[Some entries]
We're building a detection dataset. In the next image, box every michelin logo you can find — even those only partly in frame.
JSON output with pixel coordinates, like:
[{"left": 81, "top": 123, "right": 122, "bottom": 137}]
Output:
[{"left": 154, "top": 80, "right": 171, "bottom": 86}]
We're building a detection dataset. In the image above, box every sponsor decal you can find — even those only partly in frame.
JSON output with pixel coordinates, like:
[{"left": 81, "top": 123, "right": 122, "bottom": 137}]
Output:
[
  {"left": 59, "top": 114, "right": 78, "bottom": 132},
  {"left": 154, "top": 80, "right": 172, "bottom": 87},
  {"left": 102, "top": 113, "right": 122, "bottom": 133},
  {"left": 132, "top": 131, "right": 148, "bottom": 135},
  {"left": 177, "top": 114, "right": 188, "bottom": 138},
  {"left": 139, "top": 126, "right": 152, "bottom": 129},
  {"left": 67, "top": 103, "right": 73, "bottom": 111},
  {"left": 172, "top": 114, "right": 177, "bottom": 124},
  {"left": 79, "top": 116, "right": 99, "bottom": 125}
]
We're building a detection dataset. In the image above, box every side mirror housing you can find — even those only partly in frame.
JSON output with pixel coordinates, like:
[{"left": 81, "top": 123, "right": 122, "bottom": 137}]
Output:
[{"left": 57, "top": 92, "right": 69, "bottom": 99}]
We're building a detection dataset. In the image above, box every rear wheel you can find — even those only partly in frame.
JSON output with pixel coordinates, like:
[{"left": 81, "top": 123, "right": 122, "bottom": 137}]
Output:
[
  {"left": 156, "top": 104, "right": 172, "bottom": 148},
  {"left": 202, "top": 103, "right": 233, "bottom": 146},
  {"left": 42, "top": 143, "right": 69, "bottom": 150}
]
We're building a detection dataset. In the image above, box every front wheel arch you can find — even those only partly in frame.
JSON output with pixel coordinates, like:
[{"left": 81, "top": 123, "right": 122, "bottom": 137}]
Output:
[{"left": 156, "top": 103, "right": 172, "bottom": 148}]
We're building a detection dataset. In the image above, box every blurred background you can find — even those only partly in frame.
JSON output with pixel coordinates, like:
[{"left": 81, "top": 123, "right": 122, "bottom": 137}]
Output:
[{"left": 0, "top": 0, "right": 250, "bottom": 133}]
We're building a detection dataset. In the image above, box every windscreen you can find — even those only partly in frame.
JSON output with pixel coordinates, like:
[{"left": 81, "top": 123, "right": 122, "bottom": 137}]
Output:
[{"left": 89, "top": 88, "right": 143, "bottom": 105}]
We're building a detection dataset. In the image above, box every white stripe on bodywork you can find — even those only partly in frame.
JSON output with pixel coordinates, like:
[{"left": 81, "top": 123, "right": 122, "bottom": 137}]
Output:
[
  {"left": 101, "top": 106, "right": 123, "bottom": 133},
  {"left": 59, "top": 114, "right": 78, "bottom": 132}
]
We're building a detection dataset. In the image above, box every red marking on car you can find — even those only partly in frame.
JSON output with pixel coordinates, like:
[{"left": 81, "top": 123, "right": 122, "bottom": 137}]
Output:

:: YOUR OBJECTIVE ::
Copy the entries above, replacing "detection dataset" with "labeling project" throughout and keeping everything else unchanged.

:: THE REPLY ::
We're building a labeling project. In the next image, box every michelin logo you can find — even those only partly in frame.
JSON output with pixel coordinates, like:
[{"left": 81, "top": 123, "right": 122, "bottom": 137}]
Output:
[{"left": 154, "top": 80, "right": 171, "bottom": 86}]
We're building a labeling project. In the image above, box every sponsor decal you can find — even those only partly in frame.
JSON output with pixel coordinates, like:
[{"left": 81, "top": 123, "right": 122, "bottom": 137}]
Output:
[
  {"left": 59, "top": 114, "right": 78, "bottom": 132},
  {"left": 154, "top": 80, "right": 172, "bottom": 87},
  {"left": 102, "top": 113, "right": 122, "bottom": 133},
  {"left": 132, "top": 131, "right": 148, "bottom": 135},
  {"left": 177, "top": 114, "right": 188, "bottom": 138},
  {"left": 139, "top": 126, "right": 152, "bottom": 129},
  {"left": 67, "top": 103, "right": 73, "bottom": 111},
  {"left": 172, "top": 114, "right": 177, "bottom": 124},
  {"left": 79, "top": 116, "right": 99, "bottom": 125}
]
We're building a labeling project. In the image above, box every side mirror housing you can find — even those only partly in frame.
JSON output with pixel coordinates, like:
[{"left": 81, "top": 123, "right": 122, "bottom": 137}]
Output:
[{"left": 57, "top": 92, "right": 69, "bottom": 99}]
We're building a labeling project. In the image above, box every rear wheel you can find — even those only partly in frame.
JSON output with pixel coordinates, like:
[{"left": 81, "top": 123, "right": 122, "bottom": 137}]
Output:
[
  {"left": 156, "top": 104, "right": 172, "bottom": 148},
  {"left": 202, "top": 103, "right": 233, "bottom": 146},
  {"left": 42, "top": 143, "right": 69, "bottom": 150}
]
We're building a labeling project. In the image above, box every front wheel arch you can find — even those only partly in frame.
JSON output with pixel coordinates, like:
[{"left": 81, "top": 123, "right": 122, "bottom": 137}]
Output:
[{"left": 156, "top": 103, "right": 172, "bottom": 148}]
We're building a labeling project. In the image above, box every blurred background you can find — even those only partly in frame.
JSON output with pixel coordinates, like:
[{"left": 81, "top": 123, "right": 122, "bottom": 137}]
Output:
[{"left": 0, "top": 0, "right": 250, "bottom": 133}]
We're building a labeling project. In the image above, box every windscreen you can find — even those only partly in frame.
JSON output with pixel coordinates, like:
[{"left": 81, "top": 123, "right": 122, "bottom": 137}]
Output:
[{"left": 89, "top": 88, "right": 143, "bottom": 105}]
We're building a labeling project. In the image above, box every white stripe on bodywork you can find — even those only partly in frame.
JSON output with pixel coordinates, like:
[{"left": 81, "top": 123, "right": 122, "bottom": 137}]
Output:
[
  {"left": 101, "top": 106, "right": 123, "bottom": 133},
  {"left": 59, "top": 114, "right": 78, "bottom": 132}
]
We're building a labeling project. In the image above, box every red marking on car you can find — even those only partly in frame.
JSON output with pixel coordinates, like:
[{"left": 81, "top": 123, "right": 122, "bottom": 137}]
Output:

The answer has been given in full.